Inconvénients de l’option 1 :
- Certaines provinces et certains territoires pourraient refuser d’adhérer au cadre de collaboration.
- Un tel cadre de collaboration présenterait un certain degré de nouveauté.
- Les règles de procédure d’un tribunal administratif national pourraient ne pas être suffisamment flexibles pour traiter efficacement les plaintes relatives au sport sécuritaire.
- Un tribunal national du sport sécuritaire pourrait ne pas convenir pour traiter toutes les plaintes déposées dans l’ensemble du pays, du niveau national jusqu’au niveau communautaire du sport.
- La réalité de chaque province et territoire et des différents niveaux de sport pourrait nécessiter des approches distinctes.
- Cette option entraînerait probablement des coûts importants pour le gouvernement du Canada, en particulier s’il devait financer entièrement le tribunal national du sport sécuritaire.
- Le volume de travail du tribunal national de sport sécuritaire pourrait rapidement devenir trop élevé.
Option 2 : Un organisme indépendant à but non lucratif à titre d’organisme de règlementation du sport sécuritaire
La Commission recommande que :
- Le gouvernement du Canada et les gouvernements provinciaux et territoriaux conviennent de déléguer l’administration d’une politique universelle de sport sécuritaire à un organisme indépendant à but non lucratif.
Une deuxième possibilité serait que le gouvernement du Canada et les gouvernements provinciaux et territoriaux acceptent de déléguer l’administration d’une politique universelle de sport sécuritaire à un seul organisme indépendant à but non lucratif.
Comme indiqué plus tôt dans ce chapitre, cette approche « contractuelle » est actuellement utilisée par Sport Canada, qui a confié au Centre canadien pour l’éthique dans le sport le mandat d’administrer de manière indépendante le Code de conduite universel pour prévenir et contrer la maltraitance dans le sport par l'entremise des nouvelles règles du Programme canadien de sport sécuritaire. Ce programme ne s’applique toutefois qu’aux participants des organismes nationaux de sport, des organismes nationaux de services multisports et des centres et instituts canadiens de sport financés par le gouvernement fédéral.

* * * * *

(Tâches à réaliser):
**1.** Recopiez l'extrait sur le sport sécuritaire en commençant par « Option 2 : Un » et en allant jusqu'à « seul organisme indépendant à but non lucratif. ».
**2.** Donnez la suite de l'extrait sur le sport sécuritaire, après sa dernière phrase.

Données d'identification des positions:

* * * * *

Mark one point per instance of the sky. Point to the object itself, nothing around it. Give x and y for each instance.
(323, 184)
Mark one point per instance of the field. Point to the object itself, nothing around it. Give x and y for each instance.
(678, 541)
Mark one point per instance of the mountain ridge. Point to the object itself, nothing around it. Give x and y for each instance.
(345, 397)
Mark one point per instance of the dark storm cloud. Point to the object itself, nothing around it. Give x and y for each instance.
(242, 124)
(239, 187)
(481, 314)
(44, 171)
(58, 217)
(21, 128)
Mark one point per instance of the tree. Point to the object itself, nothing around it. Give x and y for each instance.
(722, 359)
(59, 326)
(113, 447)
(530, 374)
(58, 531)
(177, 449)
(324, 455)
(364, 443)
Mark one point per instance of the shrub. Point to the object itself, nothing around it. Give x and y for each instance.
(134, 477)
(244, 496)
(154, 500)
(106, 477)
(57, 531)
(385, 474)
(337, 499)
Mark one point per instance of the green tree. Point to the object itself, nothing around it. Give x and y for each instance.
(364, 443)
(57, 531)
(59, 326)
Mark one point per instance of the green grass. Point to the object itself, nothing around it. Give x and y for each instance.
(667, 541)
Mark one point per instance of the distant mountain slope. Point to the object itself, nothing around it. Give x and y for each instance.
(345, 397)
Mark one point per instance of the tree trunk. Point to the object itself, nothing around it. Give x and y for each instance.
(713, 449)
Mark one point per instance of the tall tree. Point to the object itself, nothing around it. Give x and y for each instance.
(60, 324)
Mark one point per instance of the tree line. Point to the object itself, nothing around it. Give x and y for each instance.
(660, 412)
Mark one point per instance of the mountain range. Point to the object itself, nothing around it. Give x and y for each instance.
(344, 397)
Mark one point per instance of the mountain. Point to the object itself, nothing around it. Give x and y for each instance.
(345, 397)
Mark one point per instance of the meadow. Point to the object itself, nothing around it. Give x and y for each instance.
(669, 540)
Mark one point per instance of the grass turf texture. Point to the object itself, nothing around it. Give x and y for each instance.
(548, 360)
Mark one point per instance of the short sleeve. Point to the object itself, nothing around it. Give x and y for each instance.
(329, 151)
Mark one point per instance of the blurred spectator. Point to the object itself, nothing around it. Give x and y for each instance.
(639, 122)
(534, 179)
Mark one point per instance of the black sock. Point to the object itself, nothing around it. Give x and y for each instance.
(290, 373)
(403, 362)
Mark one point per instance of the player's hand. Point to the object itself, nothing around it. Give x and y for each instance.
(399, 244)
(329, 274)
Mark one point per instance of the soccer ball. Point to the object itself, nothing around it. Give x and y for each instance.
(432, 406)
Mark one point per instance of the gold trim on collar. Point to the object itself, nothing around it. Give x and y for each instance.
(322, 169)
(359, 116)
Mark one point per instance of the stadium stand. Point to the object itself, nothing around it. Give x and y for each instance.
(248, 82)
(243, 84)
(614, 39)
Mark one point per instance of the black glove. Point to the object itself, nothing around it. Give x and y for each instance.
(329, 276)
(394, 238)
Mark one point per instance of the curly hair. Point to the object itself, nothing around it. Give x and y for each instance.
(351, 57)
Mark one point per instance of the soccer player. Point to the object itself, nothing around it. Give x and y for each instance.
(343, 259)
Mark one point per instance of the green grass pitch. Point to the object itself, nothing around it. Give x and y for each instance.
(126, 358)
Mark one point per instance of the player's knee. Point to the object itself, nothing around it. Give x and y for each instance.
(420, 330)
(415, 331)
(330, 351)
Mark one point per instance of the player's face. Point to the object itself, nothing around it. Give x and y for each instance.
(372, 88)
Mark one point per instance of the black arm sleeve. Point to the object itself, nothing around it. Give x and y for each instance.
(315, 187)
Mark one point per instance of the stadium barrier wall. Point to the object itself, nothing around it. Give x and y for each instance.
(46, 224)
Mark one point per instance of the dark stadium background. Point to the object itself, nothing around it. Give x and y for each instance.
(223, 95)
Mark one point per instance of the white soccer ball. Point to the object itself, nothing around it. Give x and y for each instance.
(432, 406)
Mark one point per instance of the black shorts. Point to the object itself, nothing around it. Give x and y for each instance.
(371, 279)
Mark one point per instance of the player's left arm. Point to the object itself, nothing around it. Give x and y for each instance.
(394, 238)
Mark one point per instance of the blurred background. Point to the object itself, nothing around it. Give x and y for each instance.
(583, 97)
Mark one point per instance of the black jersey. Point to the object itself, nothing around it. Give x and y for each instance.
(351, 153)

* * * * *

(Réponses par tâche):
**1.**
Option 2 : Un organisme indépendant à but non lucratif à titre d’organisme de règlementation du sport sécuritaire
La Commission recommande que :
- Le gouvernement du Canada et les gouvernements provinciaux et territoriaux conviennent de déléguer l’administration d’une politique universelle de sport sécuritaire à un organisme indépendant à but non lucratif.
Une deuxième possibilité serait que le gouvernement du Canada et les gouvernements provinciaux et territoriaux acceptent de déléguer l’administration d’une politique universelle de sport sécuritaire à un seul organisme indépendant à but non lucratif.

**2.**
Nous notons également que l’ancien programme Sport Sans Abus, contrairement au nouveau Programme canadien de sport sécuritaire, offrait aux provinces et aux territoires la possibilité d’y adhérer. Cela permettait aux plaintes émanant d’organismes sportifs financés par les provinces ou les territoires d’être administrées par l’ancien Bureau du commissaire à l’intégrité du sport. On nous a également dit que l’une des raisons pour lesquelles les provinces et les territoires ont choisi de ne pas adhérer au programme était son coût prohibitif. Pour rappel, le coût du programme Sport Sans Abus, contrairement à celui du nouveau Programme canadien de sport sécuritaire, devait être partagé par les personnes et les organismes qui l’utilisaient, y compris les organismes nationaux de sport.
Par conséquent, la Commission estime que le gouvernement du Canada devrait envisager un cadre de collaboration dans lequel :
- Le gouvernement du Canada et les gouvernements provinciaux et territoriaux apporteraient les modifications nécessaires au Code de conduite universel pour prévenir et contrer la maltraitance dans le sport afin d’assurer son application à tous les niveaux du sport.
- Le gouvernement du Canada et les gouvernements provinciaux et territoriaux confieraient au Centre canadien pour l’éthique dans le sport la responsabilité d’administrer le Code de conduite universel pour prévenir et contrer la maltraitance dans le sport par l'entremise des règles du Programme canadien de sport sécuritaire.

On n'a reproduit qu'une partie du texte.